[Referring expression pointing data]
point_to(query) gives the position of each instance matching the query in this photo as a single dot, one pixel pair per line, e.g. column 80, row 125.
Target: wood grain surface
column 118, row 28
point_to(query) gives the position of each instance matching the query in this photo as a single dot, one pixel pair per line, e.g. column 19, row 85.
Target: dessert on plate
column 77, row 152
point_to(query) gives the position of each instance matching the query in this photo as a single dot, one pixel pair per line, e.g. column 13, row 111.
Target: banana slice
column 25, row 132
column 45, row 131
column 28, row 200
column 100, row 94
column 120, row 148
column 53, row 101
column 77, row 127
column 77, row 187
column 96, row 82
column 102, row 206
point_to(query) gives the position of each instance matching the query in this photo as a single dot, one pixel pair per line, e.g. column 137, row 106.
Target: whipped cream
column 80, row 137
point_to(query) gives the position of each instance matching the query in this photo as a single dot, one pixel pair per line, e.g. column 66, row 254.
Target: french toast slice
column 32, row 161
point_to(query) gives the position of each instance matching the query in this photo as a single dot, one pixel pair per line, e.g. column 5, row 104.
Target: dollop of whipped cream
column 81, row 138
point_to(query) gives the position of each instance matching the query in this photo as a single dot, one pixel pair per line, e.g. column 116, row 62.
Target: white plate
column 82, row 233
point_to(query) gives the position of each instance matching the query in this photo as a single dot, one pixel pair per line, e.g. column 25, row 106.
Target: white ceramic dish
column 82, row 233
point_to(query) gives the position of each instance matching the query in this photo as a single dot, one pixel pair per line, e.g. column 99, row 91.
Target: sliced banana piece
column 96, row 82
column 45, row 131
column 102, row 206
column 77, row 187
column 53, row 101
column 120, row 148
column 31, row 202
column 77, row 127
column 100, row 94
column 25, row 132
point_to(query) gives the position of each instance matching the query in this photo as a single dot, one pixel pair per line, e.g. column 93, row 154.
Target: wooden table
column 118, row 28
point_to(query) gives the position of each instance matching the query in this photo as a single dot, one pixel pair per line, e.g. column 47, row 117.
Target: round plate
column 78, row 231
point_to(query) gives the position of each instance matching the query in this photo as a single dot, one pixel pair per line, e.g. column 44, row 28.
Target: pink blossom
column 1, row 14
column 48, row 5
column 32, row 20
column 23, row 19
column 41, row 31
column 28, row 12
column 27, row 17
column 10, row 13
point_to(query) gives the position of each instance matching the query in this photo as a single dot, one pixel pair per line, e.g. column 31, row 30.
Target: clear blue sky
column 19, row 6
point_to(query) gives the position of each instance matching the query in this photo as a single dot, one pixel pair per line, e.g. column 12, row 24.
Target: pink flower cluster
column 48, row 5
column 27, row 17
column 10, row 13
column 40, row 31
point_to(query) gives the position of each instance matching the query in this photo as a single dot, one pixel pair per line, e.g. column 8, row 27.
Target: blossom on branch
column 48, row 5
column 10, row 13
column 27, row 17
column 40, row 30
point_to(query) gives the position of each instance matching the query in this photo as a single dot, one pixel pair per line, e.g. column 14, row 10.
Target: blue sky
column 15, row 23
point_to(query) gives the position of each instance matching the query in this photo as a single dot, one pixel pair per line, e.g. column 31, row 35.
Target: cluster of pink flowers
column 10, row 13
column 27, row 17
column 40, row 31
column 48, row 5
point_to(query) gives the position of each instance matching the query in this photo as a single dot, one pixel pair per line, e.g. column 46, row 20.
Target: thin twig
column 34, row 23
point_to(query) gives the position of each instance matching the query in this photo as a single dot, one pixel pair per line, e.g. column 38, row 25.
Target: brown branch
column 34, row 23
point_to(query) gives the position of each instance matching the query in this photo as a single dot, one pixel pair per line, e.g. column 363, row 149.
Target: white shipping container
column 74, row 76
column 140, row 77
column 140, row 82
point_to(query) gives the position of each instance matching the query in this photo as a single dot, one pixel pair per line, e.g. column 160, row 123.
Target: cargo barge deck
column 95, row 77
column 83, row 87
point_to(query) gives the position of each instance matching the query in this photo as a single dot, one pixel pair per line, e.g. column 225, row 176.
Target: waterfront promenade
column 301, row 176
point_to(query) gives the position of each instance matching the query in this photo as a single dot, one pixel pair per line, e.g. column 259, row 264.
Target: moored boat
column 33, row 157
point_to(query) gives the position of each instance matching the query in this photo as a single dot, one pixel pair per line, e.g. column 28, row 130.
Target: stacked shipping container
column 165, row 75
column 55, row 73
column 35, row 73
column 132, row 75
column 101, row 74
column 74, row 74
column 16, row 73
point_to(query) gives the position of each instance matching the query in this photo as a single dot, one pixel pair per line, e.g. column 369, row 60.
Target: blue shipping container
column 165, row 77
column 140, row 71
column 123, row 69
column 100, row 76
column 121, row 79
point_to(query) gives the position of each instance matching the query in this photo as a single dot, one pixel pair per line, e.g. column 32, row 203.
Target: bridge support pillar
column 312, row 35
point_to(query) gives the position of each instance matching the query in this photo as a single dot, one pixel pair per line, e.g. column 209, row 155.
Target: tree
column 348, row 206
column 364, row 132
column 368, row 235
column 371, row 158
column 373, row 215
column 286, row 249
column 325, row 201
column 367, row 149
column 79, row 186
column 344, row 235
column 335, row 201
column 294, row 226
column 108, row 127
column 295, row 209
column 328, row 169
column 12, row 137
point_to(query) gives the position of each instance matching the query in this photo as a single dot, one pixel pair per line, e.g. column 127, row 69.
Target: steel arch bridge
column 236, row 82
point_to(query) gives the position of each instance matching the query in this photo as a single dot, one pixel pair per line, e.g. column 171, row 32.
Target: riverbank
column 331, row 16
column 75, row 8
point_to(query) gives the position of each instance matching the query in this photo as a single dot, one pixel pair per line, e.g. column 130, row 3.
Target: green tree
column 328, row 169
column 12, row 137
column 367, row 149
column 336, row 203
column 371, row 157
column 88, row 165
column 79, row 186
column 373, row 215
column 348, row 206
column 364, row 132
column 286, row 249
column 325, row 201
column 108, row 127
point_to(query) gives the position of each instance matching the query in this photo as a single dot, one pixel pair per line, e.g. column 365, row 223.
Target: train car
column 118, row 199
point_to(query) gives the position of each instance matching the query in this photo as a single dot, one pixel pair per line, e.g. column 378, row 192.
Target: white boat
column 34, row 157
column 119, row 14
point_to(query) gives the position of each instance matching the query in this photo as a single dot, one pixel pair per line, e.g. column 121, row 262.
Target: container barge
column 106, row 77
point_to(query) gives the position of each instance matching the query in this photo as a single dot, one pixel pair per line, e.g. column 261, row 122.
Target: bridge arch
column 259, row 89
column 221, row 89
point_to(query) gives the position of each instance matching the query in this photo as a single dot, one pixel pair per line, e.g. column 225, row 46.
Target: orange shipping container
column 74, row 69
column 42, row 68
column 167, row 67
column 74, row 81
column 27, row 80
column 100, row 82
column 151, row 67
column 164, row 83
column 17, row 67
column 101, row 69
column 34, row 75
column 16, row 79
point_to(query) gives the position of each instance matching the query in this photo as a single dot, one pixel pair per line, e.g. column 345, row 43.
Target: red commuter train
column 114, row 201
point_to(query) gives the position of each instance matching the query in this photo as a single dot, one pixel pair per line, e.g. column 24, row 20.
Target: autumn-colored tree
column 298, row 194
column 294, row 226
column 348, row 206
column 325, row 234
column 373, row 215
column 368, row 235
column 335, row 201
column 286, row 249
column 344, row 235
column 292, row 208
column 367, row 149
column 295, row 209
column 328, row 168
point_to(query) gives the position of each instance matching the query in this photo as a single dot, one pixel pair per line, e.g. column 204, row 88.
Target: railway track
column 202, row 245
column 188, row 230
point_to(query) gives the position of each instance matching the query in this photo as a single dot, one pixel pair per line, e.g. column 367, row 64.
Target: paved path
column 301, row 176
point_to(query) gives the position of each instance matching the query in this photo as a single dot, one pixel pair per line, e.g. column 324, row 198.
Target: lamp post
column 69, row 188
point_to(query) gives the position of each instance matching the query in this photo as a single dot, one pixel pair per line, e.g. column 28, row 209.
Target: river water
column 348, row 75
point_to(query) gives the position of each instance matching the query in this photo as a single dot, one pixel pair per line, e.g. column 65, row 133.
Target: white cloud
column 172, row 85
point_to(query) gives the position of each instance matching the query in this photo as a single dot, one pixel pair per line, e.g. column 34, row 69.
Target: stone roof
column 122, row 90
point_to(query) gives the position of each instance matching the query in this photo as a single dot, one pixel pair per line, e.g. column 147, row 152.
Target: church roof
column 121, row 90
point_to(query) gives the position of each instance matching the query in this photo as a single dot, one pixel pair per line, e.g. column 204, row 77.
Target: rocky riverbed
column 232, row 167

* [Exercise description]: Having output the line that contains "13, row 111.", stop. Every line before it, back to the first line of the data, must be reproduced exactly.

* [Exercise response]:
point_to(query) gives the position of each instance matching the query in this photo as a single dot, one pixel pair per line, e.g. column 80, row 125.
Target: wood grain surface
column 118, row 28
point_to(query) gives the position of each instance matching the query in this photo as a single dot, one pixel pair per line, e.g. column 19, row 85.
Target: dessert on plate
column 77, row 152
point_to(query) gives the position of each instance matching the query in this photo as a single dot, one pixel pair per line, e.g. column 13, row 111.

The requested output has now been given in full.